- _DATA EXCERPTS_:
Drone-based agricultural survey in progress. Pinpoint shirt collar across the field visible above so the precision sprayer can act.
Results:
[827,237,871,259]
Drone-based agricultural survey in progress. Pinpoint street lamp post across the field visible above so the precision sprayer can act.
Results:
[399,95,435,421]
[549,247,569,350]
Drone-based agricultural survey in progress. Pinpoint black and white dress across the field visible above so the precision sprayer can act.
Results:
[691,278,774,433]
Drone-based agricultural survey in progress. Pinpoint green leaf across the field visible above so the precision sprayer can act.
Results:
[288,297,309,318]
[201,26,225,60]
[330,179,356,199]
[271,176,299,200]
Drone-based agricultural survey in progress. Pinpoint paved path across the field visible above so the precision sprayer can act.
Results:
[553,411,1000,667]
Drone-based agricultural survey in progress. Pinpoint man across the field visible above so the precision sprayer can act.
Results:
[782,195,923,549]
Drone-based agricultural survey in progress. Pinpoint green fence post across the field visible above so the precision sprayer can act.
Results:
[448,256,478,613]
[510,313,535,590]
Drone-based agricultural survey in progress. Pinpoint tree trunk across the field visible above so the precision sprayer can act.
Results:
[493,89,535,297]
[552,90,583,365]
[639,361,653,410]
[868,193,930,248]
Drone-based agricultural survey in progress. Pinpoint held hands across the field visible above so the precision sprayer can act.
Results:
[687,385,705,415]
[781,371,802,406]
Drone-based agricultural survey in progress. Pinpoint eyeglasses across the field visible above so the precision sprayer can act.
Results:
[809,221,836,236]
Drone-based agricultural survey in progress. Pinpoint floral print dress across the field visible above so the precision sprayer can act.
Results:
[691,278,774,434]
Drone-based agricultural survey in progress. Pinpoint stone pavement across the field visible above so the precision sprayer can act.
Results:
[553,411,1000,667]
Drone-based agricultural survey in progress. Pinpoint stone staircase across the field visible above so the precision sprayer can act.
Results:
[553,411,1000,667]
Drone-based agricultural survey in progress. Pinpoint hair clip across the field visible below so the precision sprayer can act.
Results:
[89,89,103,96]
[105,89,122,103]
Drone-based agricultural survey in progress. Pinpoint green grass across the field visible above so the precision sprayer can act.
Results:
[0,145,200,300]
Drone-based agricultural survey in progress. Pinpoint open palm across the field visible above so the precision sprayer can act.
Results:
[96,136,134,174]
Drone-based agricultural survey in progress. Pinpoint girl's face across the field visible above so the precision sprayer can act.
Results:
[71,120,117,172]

- _PROBLEM DETAILS_:
Scale the material above from the line with "Pinpoint green fence" to the line with "[510,313,535,590]", both lines included, and write out only those lines again with the requests kept. Multiply every bounding box coordinate in the answers by 1.75 and round each result to a whole number, rounding halves up.

- _COMPLETE RESPONSE_:
Drone-based agricultural survey in progress. Pinpoint green fence post across the field visible above so the precision sprayer can act.
Results:
[784,448,837,1073]
[893,548,936,1033]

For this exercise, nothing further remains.